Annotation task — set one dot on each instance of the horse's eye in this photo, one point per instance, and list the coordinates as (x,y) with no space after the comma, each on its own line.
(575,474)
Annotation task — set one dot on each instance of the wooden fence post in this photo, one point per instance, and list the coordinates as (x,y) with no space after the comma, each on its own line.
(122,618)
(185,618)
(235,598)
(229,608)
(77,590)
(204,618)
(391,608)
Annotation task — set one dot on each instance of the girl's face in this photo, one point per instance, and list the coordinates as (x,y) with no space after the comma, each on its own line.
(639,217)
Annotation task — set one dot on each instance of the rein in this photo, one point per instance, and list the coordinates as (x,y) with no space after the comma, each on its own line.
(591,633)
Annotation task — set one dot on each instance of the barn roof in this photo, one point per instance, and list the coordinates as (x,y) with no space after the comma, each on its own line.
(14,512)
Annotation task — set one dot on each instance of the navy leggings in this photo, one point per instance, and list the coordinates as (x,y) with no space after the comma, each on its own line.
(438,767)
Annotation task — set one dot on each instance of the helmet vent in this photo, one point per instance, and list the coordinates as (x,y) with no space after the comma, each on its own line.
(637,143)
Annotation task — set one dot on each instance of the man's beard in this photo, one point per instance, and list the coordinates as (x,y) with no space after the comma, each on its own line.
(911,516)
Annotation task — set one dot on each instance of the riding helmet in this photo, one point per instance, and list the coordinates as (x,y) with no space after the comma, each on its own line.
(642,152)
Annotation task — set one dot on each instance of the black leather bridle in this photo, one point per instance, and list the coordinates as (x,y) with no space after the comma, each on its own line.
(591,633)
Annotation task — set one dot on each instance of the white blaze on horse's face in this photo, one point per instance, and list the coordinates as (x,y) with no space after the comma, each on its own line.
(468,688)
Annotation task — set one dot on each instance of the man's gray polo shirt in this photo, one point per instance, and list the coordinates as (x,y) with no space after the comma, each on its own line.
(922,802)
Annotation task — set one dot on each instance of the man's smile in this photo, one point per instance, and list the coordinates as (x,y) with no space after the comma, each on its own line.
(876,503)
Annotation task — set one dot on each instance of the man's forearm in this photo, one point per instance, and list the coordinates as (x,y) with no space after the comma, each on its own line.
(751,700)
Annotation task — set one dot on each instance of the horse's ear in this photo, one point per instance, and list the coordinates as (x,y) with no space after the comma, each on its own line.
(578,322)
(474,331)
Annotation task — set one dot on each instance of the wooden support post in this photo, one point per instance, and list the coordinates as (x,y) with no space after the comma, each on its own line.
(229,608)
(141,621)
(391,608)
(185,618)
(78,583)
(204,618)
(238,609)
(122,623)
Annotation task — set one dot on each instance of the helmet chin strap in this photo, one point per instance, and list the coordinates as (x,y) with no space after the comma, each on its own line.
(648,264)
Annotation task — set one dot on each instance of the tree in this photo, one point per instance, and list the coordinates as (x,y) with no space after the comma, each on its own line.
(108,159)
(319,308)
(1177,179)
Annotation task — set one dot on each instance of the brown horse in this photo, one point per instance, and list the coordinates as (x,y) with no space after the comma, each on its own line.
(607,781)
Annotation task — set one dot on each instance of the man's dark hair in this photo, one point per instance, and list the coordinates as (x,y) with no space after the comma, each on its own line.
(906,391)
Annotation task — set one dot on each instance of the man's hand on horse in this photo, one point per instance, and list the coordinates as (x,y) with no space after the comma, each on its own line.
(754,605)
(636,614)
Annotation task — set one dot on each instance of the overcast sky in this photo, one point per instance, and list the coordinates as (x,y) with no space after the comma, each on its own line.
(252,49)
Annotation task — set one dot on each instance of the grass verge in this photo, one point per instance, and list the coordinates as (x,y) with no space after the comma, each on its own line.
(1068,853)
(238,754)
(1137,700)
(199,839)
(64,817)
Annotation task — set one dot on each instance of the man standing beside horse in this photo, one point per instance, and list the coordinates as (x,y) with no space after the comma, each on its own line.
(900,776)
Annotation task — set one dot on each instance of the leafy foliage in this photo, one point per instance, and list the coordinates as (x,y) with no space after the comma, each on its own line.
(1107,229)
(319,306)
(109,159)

THE TASK: Convert every line of the data above into a numbered list, one line per item, and omit any blank lines.

REPLY TO THE TASK:
1. Annotation task — set one dot on each instance of the horse's eye in this photo, one point per instance, and list the coordinates as (x,y) with no space after the comma, each on its own line.
2. (575,474)
3. Annotation task — set one dot on each instance of the wooden fence post in this photo, one point per instance, and list the coordinates as (x,y) with no space after the comma, each on its own line.
4. (122,618)
5. (185,618)
6. (235,598)
7. (229,608)
8. (77,590)
9. (204,618)
10. (391,608)
11. Annotation task — set one dot on each instance of the girl's face in this photo, one point per instance, and list the coordinates as (x,y) with no space after the comma, each on its own line.
12. (639,217)
13. Annotation task — set one dot on each instance of the rein in this photo, one point per instance, and list the coordinates as (x,y) with no space after the comma, each on its own line.
14. (591,633)
15. Annotation task — set one dot on each instance of the barn roof in this photo, one point per instance, and list the coordinates as (x,y) with no space after the comma, each on its own line.
16. (14,512)
17. Annotation task — set one dot on each instance of the navy leggings in this photo, one point per instance, and list the coordinates as (x,y) with no space after the comma, each on its own line.
18. (438,767)
19. Annotation task — set one dot on each instance of the helmet vent in this photo, one point per instance, and list the coordinates as (x,y) with no space after the comma, each on its own line.
20. (637,143)
21. Annotation task — set one dot on each instance of the man's beard in this photo, one point per instance, and list the coordinates as (x,y) with no space after the comma, each on its own line.
22. (911,516)
23. Annotation task — set one dot on each instance of the riding helmet in this photo, one point per instance, and list the coordinates as (x,y) with no space after the comma, each on its own line.
24. (642,152)
25. Annotation task — set one dot on each instance of the black leather bridle in this photo, one point per instance, and list the coordinates as (x,y) with no space after the comma, each on its own line.
26. (591,633)
27. Annotation task — set one dot on each instance of the white blaze on horse's face in this photo, one point per instance, and list the coordinates as (x,y) with no space after the comma, each on its own line.
28. (468,688)
29. Annotation task — set one dot on each instance of the man's gray polo shirt in this photo, one point per instance, and list the coordinates as (x,y) with no space after the comma, each on its own line.
30. (922,802)
31. Annotation task — set one dot on each instance of the man's smile in this photo, one point per instance, and list the coordinates as (x,y) with no space after the comma, each on its own line.
32. (876,503)
33. Annotation task — set one dot on each instance of the man's forearm in this photo, one point per instance, and list the coordinates as (x,y) with no space after the comma, each on its own line.
34. (751,700)
35. Annotation task — set one dot on each instance of the horse's ear in this photo, one point per instance, and list the coordinates as (x,y) with no space after the comma, each on its own line.
36. (578,322)
37. (474,331)
38. Annotation task — set one dot on each instance of the wooden support post in this photo, one point per instance, and list the coordinates as (x,y) with no space after the comma, each on its own line.
39. (229,608)
40. (141,621)
41. (391,608)
42. (185,618)
43. (78,583)
44. (204,618)
45. (238,609)
46. (122,623)
47. Annotation task — set one dot on each instance of the helmet chin strap in this photo, one point per instance, and list the coordinates as (x,y) with no space after the comma, each on its own line.
48. (648,264)
49. Annotation task — set one dot on each instance of the tree in this photo, one point per instance, and list the coordinates as (x,y) with no space after the comma, each on its own line.
50. (108,159)
51. (319,308)
52. (1177,179)
53. Annotation task — set one dot on each instance of the brown horse in this photo, one point per instance, and list the coordinates as (x,y) with no space after the comma, each on its own line.
54. (607,781)
55. Annotation task — set one dot on each instance of the man's dark hair in this photo, one point per instance, and list the coordinates as (x,y) with no space after the comma, each on its own line.
56. (906,391)
57. Annotation task — set one dot on each instance of the man's hand on horse in this photo, one point per instance, and list the coordinates as (x,y) with no space after the comma, each on its own line.
58. (754,605)
59. (636,614)
60. Annotation task — set one dot on each instance of the overcast sky in this photo, one point per instance, and list the coordinates as (x,y) with no space after the comma, each on its own line.
61. (252,49)
62. Annotation task — set one dot on each instance of the grass verge in this photo, one point per instance, and list the coordinates as (x,y) with no space after the comma, each on its own line.
63. (1068,853)
64. (238,754)
65. (1137,700)
66. (199,839)
67. (64,817)
68. Annotation task — set one dot on each instance of the man standing beside horse in this photo, one point per instance, and list the coordinates as (x,y) with no space after the comma, each on its own line.
69. (900,776)
70. Annotation task — set one dot on each instance of the leafy foliage in this photo, one point per instance, and list the coordinates as (x,y) with no space after the comma, each on its own line.
71. (1107,229)
72. (319,306)
73. (109,159)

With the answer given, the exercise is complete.